### Work instructions
Lay out all of the data below as a numbered list, skipping any blank lines. Leave the pictures out of your answer.

### Entries drawn from a collection
-- begin --

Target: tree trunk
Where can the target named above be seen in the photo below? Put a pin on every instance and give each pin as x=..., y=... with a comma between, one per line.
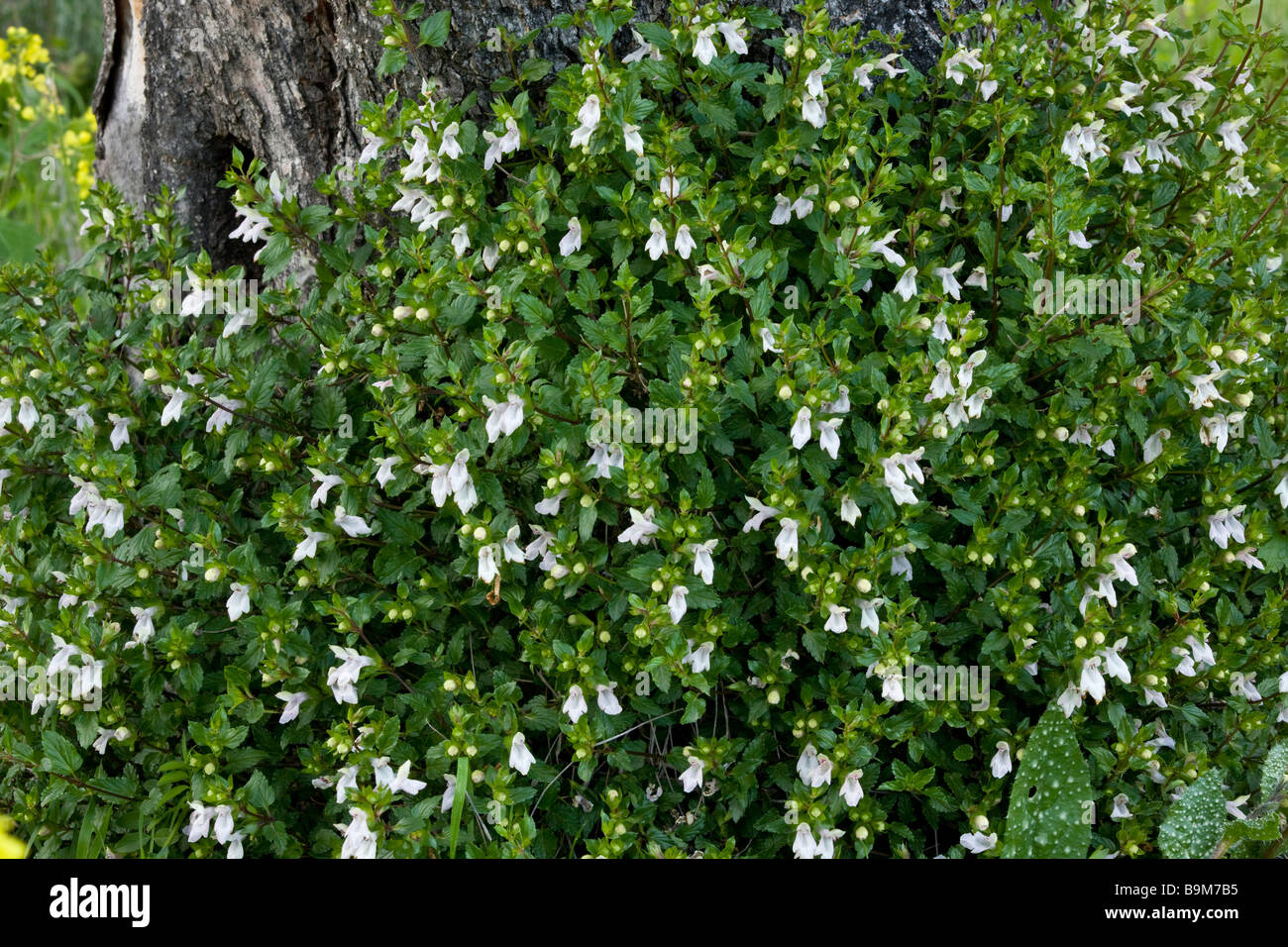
x=284, y=80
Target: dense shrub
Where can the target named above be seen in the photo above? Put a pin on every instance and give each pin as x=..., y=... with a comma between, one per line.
x=372, y=535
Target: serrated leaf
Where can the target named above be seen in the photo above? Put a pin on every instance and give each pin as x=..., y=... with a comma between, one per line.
x=1051, y=796
x=1194, y=822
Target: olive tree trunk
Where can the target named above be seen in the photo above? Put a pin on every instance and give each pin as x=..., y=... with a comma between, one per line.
x=184, y=81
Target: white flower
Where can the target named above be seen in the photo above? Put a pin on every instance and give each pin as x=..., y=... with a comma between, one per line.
x=732, y=33
x=962, y=56
x=656, y=245
x=822, y=774
x=851, y=789
x=678, y=603
x=460, y=240
x=571, y=241
x=80, y=416
x=1001, y=763
x=198, y=823
x=1229, y=132
x=450, y=147
x=699, y=659
x=308, y=547
x=606, y=699
x=900, y=566
x=589, y=118
x=520, y=757
x=239, y=603
x=1093, y=682
x=759, y=514
x=806, y=763
x=352, y=525
x=836, y=618
x=487, y=565
x=948, y=278
x=692, y=777
x=827, y=437
x=642, y=51
x=1115, y=664
x=400, y=781
x=325, y=483
x=703, y=567
x=143, y=628
x=120, y=431
x=1121, y=809
x=642, y=527
x=782, y=211
x=1224, y=526
x=811, y=111
x=975, y=843
x=802, y=428
x=170, y=412
x=804, y=845
x=868, y=611
x=684, y=243
x=814, y=80
x=907, y=285
x=500, y=146
x=703, y=46
x=827, y=839
x=503, y=418
x=1069, y=699
x=576, y=703
x=253, y=226
x=385, y=471
x=343, y=678
x=786, y=541
x=605, y=458
x=360, y=841
x=460, y=483
x=294, y=701
x=104, y=737
x=892, y=686
x=632, y=140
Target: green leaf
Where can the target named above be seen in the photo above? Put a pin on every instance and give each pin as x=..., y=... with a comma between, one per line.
x=1051, y=796
x=1194, y=822
x=60, y=754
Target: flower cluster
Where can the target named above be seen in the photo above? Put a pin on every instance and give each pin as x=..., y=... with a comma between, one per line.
x=372, y=541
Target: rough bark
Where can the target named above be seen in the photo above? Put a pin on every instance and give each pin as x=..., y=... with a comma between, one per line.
x=184, y=81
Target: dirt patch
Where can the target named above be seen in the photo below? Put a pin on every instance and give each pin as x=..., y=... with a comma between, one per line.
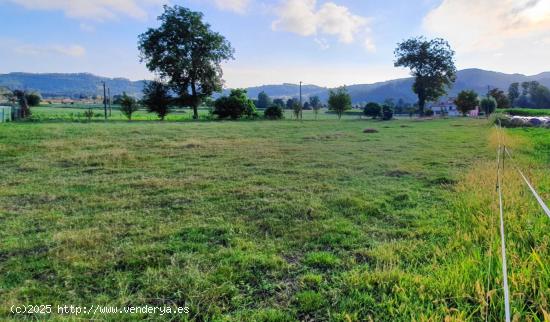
x=397, y=173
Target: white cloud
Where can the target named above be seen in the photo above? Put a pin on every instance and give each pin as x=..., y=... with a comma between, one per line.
x=98, y=10
x=304, y=18
x=87, y=27
x=64, y=50
x=238, y=6
x=473, y=25
x=322, y=42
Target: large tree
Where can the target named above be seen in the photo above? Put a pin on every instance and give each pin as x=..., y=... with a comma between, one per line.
x=431, y=63
x=186, y=53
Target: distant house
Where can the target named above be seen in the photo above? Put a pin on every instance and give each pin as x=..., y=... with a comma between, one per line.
x=444, y=107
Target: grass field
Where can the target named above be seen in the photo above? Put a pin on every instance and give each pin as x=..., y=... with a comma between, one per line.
x=272, y=220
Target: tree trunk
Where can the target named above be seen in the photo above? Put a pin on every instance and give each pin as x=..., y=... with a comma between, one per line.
x=194, y=101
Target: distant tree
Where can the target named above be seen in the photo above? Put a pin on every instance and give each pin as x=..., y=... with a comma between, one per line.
x=372, y=109
x=387, y=112
x=157, y=99
x=128, y=106
x=235, y=106
x=264, y=101
x=339, y=101
x=21, y=98
x=539, y=95
x=315, y=103
x=400, y=106
x=33, y=99
x=525, y=88
x=296, y=109
x=500, y=97
x=513, y=93
x=186, y=53
x=279, y=102
x=488, y=105
x=273, y=112
x=290, y=103
x=209, y=102
x=432, y=65
x=466, y=101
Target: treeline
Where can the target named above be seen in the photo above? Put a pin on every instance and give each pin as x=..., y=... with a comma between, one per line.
x=529, y=95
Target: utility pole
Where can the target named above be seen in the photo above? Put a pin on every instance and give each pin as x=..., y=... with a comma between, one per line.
x=301, y=106
x=109, y=94
x=105, y=100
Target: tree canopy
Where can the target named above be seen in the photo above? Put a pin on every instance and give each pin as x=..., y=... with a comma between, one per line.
x=431, y=63
x=372, y=109
x=339, y=101
x=264, y=101
x=466, y=101
x=128, y=106
x=186, y=53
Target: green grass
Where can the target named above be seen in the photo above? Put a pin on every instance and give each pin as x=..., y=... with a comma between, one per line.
x=270, y=220
x=527, y=112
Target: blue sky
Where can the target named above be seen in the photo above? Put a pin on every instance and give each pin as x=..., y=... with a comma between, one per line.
x=329, y=43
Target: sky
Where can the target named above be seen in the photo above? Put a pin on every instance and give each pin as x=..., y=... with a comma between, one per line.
x=327, y=43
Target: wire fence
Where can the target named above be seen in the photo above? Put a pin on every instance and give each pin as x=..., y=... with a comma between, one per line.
x=503, y=153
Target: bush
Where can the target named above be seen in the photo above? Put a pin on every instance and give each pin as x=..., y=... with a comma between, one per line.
x=88, y=114
x=372, y=109
x=273, y=112
x=488, y=105
x=128, y=106
x=527, y=112
x=33, y=99
x=235, y=106
x=387, y=113
x=157, y=99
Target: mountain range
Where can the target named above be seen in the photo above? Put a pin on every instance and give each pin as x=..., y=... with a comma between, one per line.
x=84, y=84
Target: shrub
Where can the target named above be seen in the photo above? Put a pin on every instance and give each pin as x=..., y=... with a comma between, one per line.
x=488, y=105
x=157, y=99
x=273, y=112
x=128, y=106
x=387, y=113
x=466, y=101
x=339, y=101
x=88, y=114
x=33, y=99
x=235, y=106
x=372, y=109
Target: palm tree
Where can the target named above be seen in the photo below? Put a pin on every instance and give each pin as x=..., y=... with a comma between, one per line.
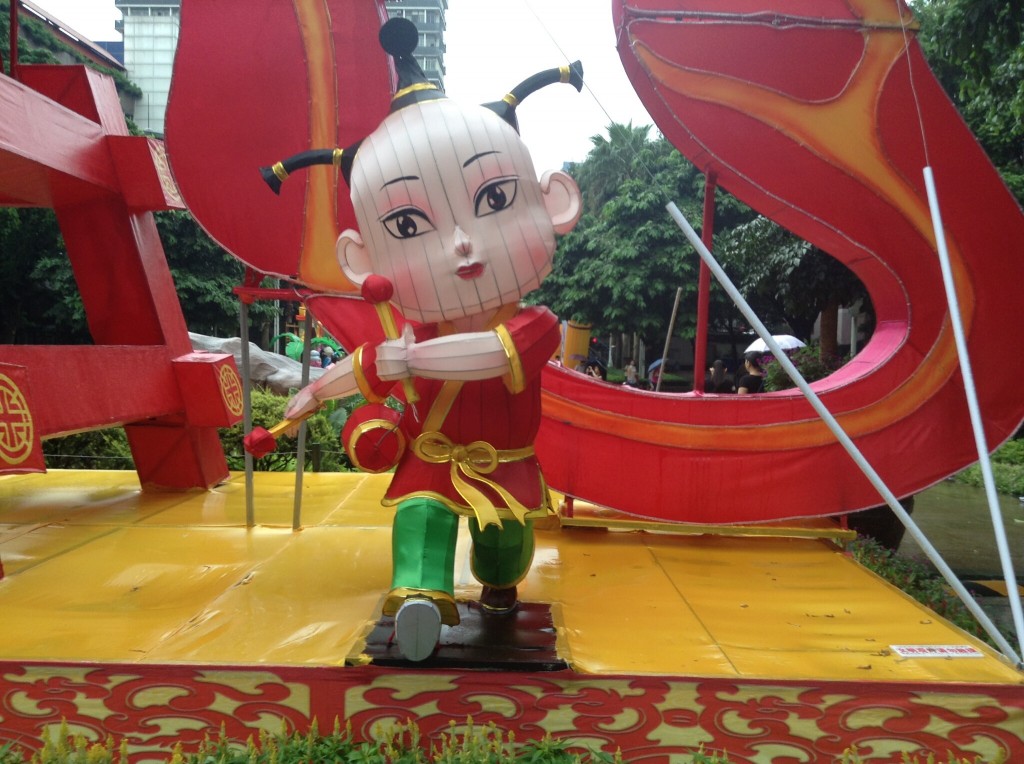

-- end --

### Result of the exercise
1. Target: tree trunk
2. Where can the target named above be seen in the photo below? Put a pin on every instance and give each pin as x=..., y=... with a comma between, one per line.
3. x=284, y=80
4. Target: dense shrub
5. Where can the target named above be seen in the photo above? Put a pin on every instance and give each pin as x=..., y=... with a comma between, one per line.
6. x=372, y=535
7. Target: serrated leaf
8. Where can the target named above be seen in the photo above? Put a pin on every instance and give each pin as x=..., y=... with a comma between, one per line.
9. x=1051, y=796
10. x=1194, y=822
11. Target: olive tree trunk
12. Where can the target named above be seen in the photo above? Put a pin on every instance and give each pin as x=..., y=... with a comma between, one per line.
13. x=184, y=81
14. Target: white flower
15. Where can the target named above be seen in the photo above? Put a pin on every instance and give each pin as x=..., y=... with a comma between, one per line.
16. x=732, y=33
17. x=962, y=56
18. x=656, y=245
19. x=822, y=774
20. x=851, y=789
21. x=678, y=603
22. x=460, y=240
23. x=571, y=241
24. x=80, y=416
25. x=1001, y=763
26. x=198, y=823
27. x=1229, y=132
28. x=450, y=147
29. x=699, y=659
30. x=308, y=547
31. x=606, y=699
32. x=900, y=566
33. x=589, y=118
34. x=520, y=757
35. x=239, y=603
36. x=1093, y=682
37. x=759, y=514
38. x=806, y=763
39. x=352, y=525
40. x=836, y=618
41. x=487, y=565
42. x=948, y=278
43. x=692, y=777
44. x=827, y=437
45. x=642, y=51
46. x=1115, y=664
47. x=400, y=781
48. x=325, y=483
49. x=703, y=567
50. x=143, y=628
51. x=120, y=431
52. x=1121, y=809
53. x=642, y=527
54. x=782, y=211
55. x=1224, y=526
56. x=811, y=111
57. x=975, y=843
58. x=802, y=428
59. x=170, y=412
60. x=804, y=845
61. x=868, y=611
62. x=684, y=243
63. x=814, y=80
64. x=907, y=285
65. x=500, y=146
66. x=703, y=46
67. x=827, y=839
68. x=503, y=418
69. x=1069, y=699
70. x=576, y=703
71. x=253, y=226
72. x=385, y=471
73. x=343, y=678
74. x=786, y=541
75. x=605, y=458
76. x=360, y=841
77. x=460, y=483
78. x=294, y=701
79. x=104, y=737
80. x=892, y=686
81. x=632, y=140
82. Target: green leaf
83. Where can the target named above be seen in the photo above? Put a pin on every instance and give each pin as x=..., y=... with a comma between, one per line.
84. x=1051, y=796
85. x=1194, y=822
86. x=60, y=754
87. Target: flower cluster
88. Where can the target named above be seen in the photo above? Put a pin on every instance and give each pin as x=..., y=... with a comma between, one per line.
89. x=372, y=541
90. Target: rough bark
91. Where can the target named above be seen in the photo above? Put a pin on every instance and give each pin as x=..., y=... with a comma between, one per line.
92. x=184, y=81
93. Target: dirt patch
94. Where can the target named above be seen in the photo below? Put a pin on every instance and give each pin as x=..., y=... with a comma between, one per line.
95. x=397, y=173
96. Target: white cloud
97. Where can the target named above be seen in the photo above? Put a pin on every instance and give each pin as x=..., y=... with a comma between, one per line.
98. x=98, y=10
99. x=304, y=18
100. x=87, y=27
101. x=64, y=50
102. x=238, y=6
103. x=473, y=25
104. x=322, y=42
105. Target: large tree
106. Where can the target named above be seen in the photo above? Put a pin on every instance and give each pin as x=..., y=... with a comma between, one per line.
107. x=431, y=63
108. x=186, y=53
109. Target: distant house
110. Where can the target named above be seen in the photo above? Put a pin on every instance and give each pin as x=..., y=... with a comma between, one per line.
111. x=444, y=107
112. Target: grass field
113. Where can the target named above be seen in the photo above? Put a pin on every instance and give each pin as x=..., y=... with a comma between, one per line.
114. x=272, y=220
115. Target: tree trunk
116. Where can the target named above be seen in the photo above? Put a pin on every instance and give each pin as x=..., y=... with a comma between, one per line.
117. x=194, y=101
118. Target: distant tree
119. Where can the target named above be seen in the photo above? Put a pin on every instance and give each pin as x=..., y=... with a comma between, one per line.
120. x=372, y=109
121. x=387, y=112
122. x=157, y=99
123. x=128, y=106
124. x=235, y=106
125. x=264, y=101
126. x=339, y=101
127. x=21, y=98
128. x=539, y=95
129. x=315, y=103
130. x=400, y=106
131. x=33, y=99
132. x=525, y=88
133. x=296, y=109
134. x=500, y=97
135. x=513, y=93
136. x=186, y=53
137. x=279, y=102
138. x=488, y=105
139. x=273, y=112
140. x=290, y=103
141. x=209, y=102
142. x=432, y=65
143. x=466, y=101
144. Target: treeline
145. Where can the target named above be seen in the photo above? Put a pin on every instance and give each pin as x=..., y=... with a comma between, one per line.
146. x=529, y=95
147. Target: utility pole
148. Where can the target named above be seen in the photo above? Put a pin on every instance and give each pin as x=..., y=... with a comma between, one per line.
149. x=301, y=106
150. x=109, y=94
151. x=105, y=100
152. Target: tree canopy
153. Where can the target named above be seen in the photo above? Put a pin on every instance and give each pin as x=..., y=... with a comma between, one per line.
154. x=431, y=63
155. x=372, y=109
156. x=339, y=101
157. x=264, y=101
158. x=466, y=101
159. x=128, y=106
160. x=186, y=53
161. Target: green grass
162. Where can the target named above be seen in the photo above? Put a pin on every instance and give each pin as x=..., y=... with a comma between, one per line.
163. x=270, y=220
164. x=527, y=112
165. Target: blue sky
166. Where can the target named above be seen in the photo above? Put a pin on every instance and give each pin as x=..., y=... with a comma between, one per line.
167. x=329, y=43
168. Target: sky
169. Where can the target named above be seen in the photo above? Put a pin on every instance and give each pin as x=..., y=... with a comma between, one per line.
170. x=327, y=43
171. Target: wire fence
172. Where can the target named above be seen in the photo above? Put a pin on every instance and give each pin as x=..., y=... with a comma between, one per line.
173. x=503, y=153
174. Target: bush
175. Where can the target named above be seen in the photo above? Put a pin on every instance and give each pin as x=..., y=... with a comma between, one per line.
176. x=88, y=114
177. x=372, y=109
178. x=273, y=112
179. x=488, y=105
180. x=128, y=106
181. x=527, y=112
182. x=33, y=99
183. x=235, y=106
184. x=387, y=113
185. x=157, y=99
186. Target: mountain range
187. Where can the target named above be seen in the photo above? Put a pin on every instance and give each pin as x=..., y=... with a comma between, one per line.
188. x=84, y=84
189. Target: shrub
190. Where can the target named above be seen in the photo above? Put a pin on every instance and give each pin as x=..., y=... with a comma between, one per line.
191. x=488, y=105
192. x=157, y=99
193. x=273, y=112
194. x=128, y=106
195. x=387, y=113
196. x=466, y=101
197. x=339, y=101
198. x=88, y=114
199. x=33, y=99
200. x=235, y=106
201. x=372, y=109
202. Target: palm tree
203. Where can the target named above be seen in the photo below? Put a pin on every instance and give each pin as x=..., y=... with a comma between, one per line.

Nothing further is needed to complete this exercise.